WHAT IS EXPECTED –
Restate the data below word for word, leaving nothing out.

[Data excerpts]
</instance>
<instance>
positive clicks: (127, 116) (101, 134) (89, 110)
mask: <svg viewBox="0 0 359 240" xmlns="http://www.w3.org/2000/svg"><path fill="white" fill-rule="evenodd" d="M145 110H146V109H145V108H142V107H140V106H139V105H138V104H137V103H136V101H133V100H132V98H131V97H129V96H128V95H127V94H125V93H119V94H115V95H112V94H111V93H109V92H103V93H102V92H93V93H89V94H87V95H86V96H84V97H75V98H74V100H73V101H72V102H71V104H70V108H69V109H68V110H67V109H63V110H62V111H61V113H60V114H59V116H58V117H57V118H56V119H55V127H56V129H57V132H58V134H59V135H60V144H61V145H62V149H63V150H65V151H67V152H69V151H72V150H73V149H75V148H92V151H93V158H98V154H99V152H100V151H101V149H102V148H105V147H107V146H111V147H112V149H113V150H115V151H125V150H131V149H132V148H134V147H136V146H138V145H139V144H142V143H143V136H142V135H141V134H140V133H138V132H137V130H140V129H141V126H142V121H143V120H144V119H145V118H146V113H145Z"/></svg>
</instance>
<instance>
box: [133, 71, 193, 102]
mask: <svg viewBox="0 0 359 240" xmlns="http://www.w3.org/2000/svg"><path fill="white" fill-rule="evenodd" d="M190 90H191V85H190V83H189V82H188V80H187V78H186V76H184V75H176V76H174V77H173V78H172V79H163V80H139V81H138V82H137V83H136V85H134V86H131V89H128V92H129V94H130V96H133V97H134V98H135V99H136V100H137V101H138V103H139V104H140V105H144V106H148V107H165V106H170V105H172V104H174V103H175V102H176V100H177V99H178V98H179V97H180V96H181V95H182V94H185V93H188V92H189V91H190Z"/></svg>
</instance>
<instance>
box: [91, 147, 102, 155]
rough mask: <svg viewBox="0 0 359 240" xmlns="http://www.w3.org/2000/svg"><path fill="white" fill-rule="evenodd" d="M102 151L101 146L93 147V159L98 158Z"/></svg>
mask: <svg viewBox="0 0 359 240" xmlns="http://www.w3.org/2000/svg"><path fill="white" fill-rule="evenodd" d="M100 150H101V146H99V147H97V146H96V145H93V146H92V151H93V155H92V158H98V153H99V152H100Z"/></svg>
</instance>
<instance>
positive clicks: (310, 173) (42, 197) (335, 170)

TASK OUTPUT –
</instance>
<instance>
positive clicks: (127, 116) (101, 134) (89, 110)
mask: <svg viewBox="0 0 359 240" xmlns="http://www.w3.org/2000/svg"><path fill="white" fill-rule="evenodd" d="M145 110H146V109H145V108H142V107H140V106H139V105H138V104H137V103H136V101H133V100H132V98H131V97H129V96H128V95H127V94H125V93H119V94H115V95H112V94H111V93H109V92H103V93H102V92H93V93H89V94H87V95H86V96H84V97H75V98H74V100H73V101H72V102H71V104H70V108H69V109H68V110H67V109H63V110H62V111H61V113H60V114H59V116H58V117H57V118H56V119H55V127H56V129H57V132H58V134H59V135H60V144H61V145H62V149H63V150H65V151H67V152H69V151H72V150H73V149H75V148H92V151H93V158H98V154H99V152H100V151H101V149H102V148H105V147H107V146H111V147H112V149H113V150H115V151H125V150H131V149H132V148H134V147H136V146H138V145H139V144H142V143H143V136H142V135H141V134H140V133H138V132H137V130H140V129H141V126H142V121H143V120H144V119H145V118H146V113H145Z"/></svg>
</instance>
<instance>
box: [133, 71, 193, 102]
mask: <svg viewBox="0 0 359 240" xmlns="http://www.w3.org/2000/svg"><path fill="white" fill-rule="evenodd" d="M190 90H191V85H190V83H189V82H188V80H187V78H186V76H184V75H176V76H174V77H173V78H172V79H163V80H139V81H138V82H137V83H136V85H134V86H131V89H128V92H129V94H130V96H133V97H134V98H135V99H136V100H137V101H138V103H139V104H140V105H144V106H148V107H165V106H170V105H172V104H174V103H175V102H176V100H177V99H178V98H179V97H180V96H181V95H182V94H185V93H188V92H189V91H190Z"/></svg>
</instance>
<instance>
box: [91, 147, 102, 155]
rough mask: <svg viewBox="0 0 359 240" xmlns="http://www.w3.org/2000/svg"><path fill="white" fill-rule="evenodd" d="M102 151L101 146L93 147V159L98 158Z"/></svg>
mask: <svg viewBox="0 0 359 240" xmlns="http://www.w3.org/2000/svg"><path fill="white" fill-rule="evenodd" d="M100 150H101V146H99V147H97V146H96V145H93V146H92V151H93V155H92V158H98V153H99V152H100Z"/></svg>
</instance>
<instance>
positive clicks: (310, 173) (42, 197) (335, 170)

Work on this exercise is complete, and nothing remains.